УСЛОВИЕ ЗАДАНИЯ:
Подхватите отрывок о лете Станиславского в Кисловодске и продолжите его после последнего предложения.

ПРИВЕДЁННЫЙ ТЕКСТ:
Иногда, когда запутается в словах и заметит это сам, начинает смеяться и говорит: „Нет, ничего не могу рассказывать, мне нужно попросту молчать“.
…Ну, жму тебе руку и желаю всего, всего хорошего. Кланяйся Марии Федоровне.
Твой Сулер.
Если будешь писать, то пиши: Кисловодск, Дундуковская ул., дача Ганешина, Алексеевым, для Сулержицкого».
Только в сентябре уезжает Сулержицкий из Кисловодска, спокойно оставив похудевшего, слабого, но уже здорового Станиславского и измученную таким летом Марию Петровну. В Москве в разгаре новый сезон, давно разъехались из Кисловодска летние отдыхающие, а Алексеевы все живут в опустевшем пансионе Ганешина. Константин Сергеевич описывает Сулержицкому эту монотонную жизнь курорта в несезонное время: «Что сказать Вам о себе и о нашей жизни? Стало холодно, частые бури, туманы, балкон заставлен шкапом, духовые печки пахнут угаром. Говорят, что я поправляюсь, но я этого не чувствую или, вернее, не замечаю. Тянет в Москву отчаянно, но нет еще сил, чтоб сделать переезд. Посижу два часа — и уже устал, пройду из своей комнаты в столовую… и снова валюсь на диван от усталости. Большую часть дня лежу в кровати и слушаю чтение… Страшная тайна о „Карамазовых“ наконец раскрыта, и недоумеваю, почему из этого делали тайну; это — гениальный выход из затруднительного положения театра».
«Гениальным выходом» называет он ту неправдоподобно смелую постановку «Братьев Карамазовых», которую в неправдоподобно короткие сроки осуществил Владимир Иванович.

ПРЕДСТАВЛЕННЫЕ ДАННЫЕ:
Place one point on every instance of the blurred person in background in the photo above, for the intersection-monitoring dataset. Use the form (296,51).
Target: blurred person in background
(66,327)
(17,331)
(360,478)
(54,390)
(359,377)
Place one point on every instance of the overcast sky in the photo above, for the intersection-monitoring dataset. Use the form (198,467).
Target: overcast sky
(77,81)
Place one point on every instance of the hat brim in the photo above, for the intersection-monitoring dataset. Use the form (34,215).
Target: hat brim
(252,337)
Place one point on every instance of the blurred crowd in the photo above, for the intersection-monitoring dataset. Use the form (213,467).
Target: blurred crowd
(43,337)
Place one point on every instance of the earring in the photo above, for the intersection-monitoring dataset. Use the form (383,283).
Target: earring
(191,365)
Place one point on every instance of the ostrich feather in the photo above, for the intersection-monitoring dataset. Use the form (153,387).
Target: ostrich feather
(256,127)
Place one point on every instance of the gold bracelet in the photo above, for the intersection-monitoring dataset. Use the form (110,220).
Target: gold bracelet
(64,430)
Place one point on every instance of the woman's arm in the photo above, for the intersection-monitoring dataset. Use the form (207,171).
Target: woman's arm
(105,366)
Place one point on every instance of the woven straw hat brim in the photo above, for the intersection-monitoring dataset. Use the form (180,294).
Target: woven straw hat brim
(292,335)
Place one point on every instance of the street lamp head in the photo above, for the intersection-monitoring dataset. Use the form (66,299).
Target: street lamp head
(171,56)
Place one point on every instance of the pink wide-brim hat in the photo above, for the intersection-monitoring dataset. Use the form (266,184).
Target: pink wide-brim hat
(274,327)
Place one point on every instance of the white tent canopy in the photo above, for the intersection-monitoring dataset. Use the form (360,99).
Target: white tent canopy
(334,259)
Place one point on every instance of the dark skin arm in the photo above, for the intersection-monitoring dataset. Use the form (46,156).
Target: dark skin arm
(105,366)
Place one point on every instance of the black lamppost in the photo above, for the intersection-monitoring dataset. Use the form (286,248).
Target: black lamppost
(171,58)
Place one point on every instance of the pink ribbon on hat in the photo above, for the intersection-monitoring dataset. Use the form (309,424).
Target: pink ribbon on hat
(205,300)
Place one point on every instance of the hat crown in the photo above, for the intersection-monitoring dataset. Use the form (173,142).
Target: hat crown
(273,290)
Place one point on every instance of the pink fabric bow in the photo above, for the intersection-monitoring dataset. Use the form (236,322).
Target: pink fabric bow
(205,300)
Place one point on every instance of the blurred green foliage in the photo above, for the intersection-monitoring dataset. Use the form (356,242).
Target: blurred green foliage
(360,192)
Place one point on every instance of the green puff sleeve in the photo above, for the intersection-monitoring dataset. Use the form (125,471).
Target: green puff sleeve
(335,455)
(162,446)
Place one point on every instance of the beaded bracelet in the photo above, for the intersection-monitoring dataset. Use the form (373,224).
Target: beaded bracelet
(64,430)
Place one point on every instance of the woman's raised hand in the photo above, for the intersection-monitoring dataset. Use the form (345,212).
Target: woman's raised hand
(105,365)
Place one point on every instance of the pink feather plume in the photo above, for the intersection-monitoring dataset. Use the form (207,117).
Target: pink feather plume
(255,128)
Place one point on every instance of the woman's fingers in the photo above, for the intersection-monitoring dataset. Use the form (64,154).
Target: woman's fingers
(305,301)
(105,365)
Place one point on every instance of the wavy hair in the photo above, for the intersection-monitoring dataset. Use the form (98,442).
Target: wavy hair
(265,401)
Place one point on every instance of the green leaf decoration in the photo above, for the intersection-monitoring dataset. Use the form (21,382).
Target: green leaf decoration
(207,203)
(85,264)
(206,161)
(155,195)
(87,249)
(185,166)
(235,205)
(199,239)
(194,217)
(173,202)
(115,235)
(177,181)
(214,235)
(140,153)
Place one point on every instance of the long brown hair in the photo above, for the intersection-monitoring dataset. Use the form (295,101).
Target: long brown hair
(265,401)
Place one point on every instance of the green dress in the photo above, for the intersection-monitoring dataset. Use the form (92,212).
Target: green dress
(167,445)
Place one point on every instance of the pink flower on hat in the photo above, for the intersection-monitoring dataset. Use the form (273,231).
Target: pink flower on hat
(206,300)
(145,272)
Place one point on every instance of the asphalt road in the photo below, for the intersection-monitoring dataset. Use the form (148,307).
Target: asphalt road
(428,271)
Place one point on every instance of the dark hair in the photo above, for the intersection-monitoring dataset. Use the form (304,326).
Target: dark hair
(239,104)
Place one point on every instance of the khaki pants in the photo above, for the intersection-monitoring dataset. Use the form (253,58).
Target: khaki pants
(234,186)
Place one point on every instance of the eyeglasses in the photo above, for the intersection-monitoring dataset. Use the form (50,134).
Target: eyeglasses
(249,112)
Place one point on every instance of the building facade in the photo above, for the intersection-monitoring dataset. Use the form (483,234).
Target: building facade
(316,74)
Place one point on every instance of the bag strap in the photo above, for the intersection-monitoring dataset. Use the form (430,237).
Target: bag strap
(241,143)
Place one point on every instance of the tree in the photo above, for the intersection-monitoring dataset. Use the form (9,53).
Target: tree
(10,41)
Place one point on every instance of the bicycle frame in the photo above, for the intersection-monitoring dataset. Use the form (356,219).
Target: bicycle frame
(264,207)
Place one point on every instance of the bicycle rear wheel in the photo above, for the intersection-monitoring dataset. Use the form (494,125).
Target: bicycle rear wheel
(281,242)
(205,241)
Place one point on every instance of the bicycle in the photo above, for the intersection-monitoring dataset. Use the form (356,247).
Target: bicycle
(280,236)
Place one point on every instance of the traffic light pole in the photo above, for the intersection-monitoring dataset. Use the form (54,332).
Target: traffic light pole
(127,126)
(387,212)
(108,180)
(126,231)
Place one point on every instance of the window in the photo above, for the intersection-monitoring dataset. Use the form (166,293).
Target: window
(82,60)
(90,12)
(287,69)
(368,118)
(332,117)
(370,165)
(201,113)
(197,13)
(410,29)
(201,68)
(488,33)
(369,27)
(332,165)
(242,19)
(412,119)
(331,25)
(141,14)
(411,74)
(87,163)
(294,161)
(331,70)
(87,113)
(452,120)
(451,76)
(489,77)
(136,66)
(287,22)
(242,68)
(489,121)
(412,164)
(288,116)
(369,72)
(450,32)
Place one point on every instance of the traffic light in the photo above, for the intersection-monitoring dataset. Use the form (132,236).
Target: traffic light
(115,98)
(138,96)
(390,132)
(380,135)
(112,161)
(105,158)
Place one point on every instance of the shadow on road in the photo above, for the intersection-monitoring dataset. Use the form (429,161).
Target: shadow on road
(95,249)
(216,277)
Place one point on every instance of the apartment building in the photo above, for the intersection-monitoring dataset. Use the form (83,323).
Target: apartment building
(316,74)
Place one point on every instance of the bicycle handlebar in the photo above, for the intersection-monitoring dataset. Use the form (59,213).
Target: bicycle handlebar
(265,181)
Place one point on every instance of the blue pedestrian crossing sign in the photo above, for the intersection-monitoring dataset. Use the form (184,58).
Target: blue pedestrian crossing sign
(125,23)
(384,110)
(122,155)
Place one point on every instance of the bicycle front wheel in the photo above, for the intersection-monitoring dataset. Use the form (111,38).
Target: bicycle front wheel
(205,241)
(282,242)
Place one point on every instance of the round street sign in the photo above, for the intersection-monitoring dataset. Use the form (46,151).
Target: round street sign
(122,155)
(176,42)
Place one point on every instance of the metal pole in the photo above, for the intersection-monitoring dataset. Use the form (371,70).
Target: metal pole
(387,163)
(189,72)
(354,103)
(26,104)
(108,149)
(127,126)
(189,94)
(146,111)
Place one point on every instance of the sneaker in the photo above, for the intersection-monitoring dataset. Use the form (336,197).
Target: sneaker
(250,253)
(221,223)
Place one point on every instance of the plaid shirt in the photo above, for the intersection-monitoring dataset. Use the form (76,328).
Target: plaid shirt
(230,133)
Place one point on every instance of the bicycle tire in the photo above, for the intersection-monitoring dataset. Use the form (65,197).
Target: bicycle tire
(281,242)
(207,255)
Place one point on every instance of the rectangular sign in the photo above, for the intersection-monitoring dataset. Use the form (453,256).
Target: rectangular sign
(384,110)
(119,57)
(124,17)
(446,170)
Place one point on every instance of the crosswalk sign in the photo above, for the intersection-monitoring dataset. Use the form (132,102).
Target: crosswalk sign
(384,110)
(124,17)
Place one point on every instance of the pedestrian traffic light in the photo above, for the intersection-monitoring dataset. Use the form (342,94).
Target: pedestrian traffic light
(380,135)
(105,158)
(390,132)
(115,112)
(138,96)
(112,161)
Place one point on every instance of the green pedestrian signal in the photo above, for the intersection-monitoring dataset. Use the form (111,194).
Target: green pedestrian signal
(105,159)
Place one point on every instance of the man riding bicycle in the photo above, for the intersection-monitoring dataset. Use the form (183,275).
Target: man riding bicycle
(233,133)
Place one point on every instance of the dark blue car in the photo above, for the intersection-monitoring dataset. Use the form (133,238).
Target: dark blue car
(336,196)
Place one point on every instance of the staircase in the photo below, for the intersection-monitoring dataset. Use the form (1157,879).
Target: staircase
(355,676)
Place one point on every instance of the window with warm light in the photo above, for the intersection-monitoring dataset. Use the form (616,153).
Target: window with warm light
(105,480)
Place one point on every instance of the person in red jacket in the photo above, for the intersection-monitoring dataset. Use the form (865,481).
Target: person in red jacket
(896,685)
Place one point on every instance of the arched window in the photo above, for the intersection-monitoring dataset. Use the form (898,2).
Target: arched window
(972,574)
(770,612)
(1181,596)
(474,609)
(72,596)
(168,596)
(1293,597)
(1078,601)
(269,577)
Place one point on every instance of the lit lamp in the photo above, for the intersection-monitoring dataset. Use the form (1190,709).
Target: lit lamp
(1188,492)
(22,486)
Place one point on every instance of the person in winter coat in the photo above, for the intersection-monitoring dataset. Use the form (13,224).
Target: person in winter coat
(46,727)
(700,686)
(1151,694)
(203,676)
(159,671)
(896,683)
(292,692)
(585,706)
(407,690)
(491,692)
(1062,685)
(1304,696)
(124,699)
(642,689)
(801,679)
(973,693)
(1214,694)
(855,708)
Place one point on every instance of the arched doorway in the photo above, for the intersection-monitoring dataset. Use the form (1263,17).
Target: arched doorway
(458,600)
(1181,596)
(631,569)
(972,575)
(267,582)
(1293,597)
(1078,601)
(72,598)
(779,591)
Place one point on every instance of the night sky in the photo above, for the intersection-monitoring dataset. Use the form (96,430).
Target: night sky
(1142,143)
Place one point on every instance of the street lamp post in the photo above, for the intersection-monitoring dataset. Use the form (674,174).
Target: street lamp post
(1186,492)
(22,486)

ПИСЬМЕННЫЙ ОТВЕТ:
Станиславский сам издавна хотел включить в репертуар театра инсценировки Достоевского, — пристрастие к этому писателю, к его напряженному диалогу, к его драматической манере, осуществленной в прозе, не оставляет Станиславского еще со времен радостной работы над «Селом Степанчиковым». В 1908 году он говорит о Достоевском так же, как говорил о Чехове, в переводе его на сцену видя возможность обновления театра: «Я не знаю еще, как, но мы очень скоро поставим Достоевского. Без Достоевского нельзя. Мы, конечно, откажемся от переделок. Всего вероятнее, будет чтец, который будет выступать наряду с диалогами действующих лиц…»
В октябре 1910 года чтец открывает спектакль «Братья Карамазовы» в Художественном театре.
Впервые с сотворения европейского театра спектакль длится два вечера. Впервые с сотворения театра сама проза не перелагается, но читается со сцены, перемежаясь сценами-диалогами, которые играют актеры, вжившиеся в характеры романа, воплотившие его стилистику.
Режиссер Немирович-Данченко работает с актерами, все время помня о методах и поисках Станиславского. Но, зная великую требовательность, остроту отношения Константина Сергеевича к каждой работе театра, тем более — к такой, решил не волновать его заранее; только в день премьеры невольный обитатель Кисловодска узнает, что в Камергерском переулке идут «Карамазовы». Реакции из Кисловодска в театре ждут взволнованно. Оттуда приходит телеграмма на нескольких бланках, прославляющая директорский гений и «наполеоновскую находчивость» Владимира Ивановича: «Рукоплещу, как психопат, и радуюсь, как ребенок» (одновременно поздравляет всех с двенадцатилетием театра и с двухсотым спектаклем «спасителя и кормильца» — «Царя Федора»).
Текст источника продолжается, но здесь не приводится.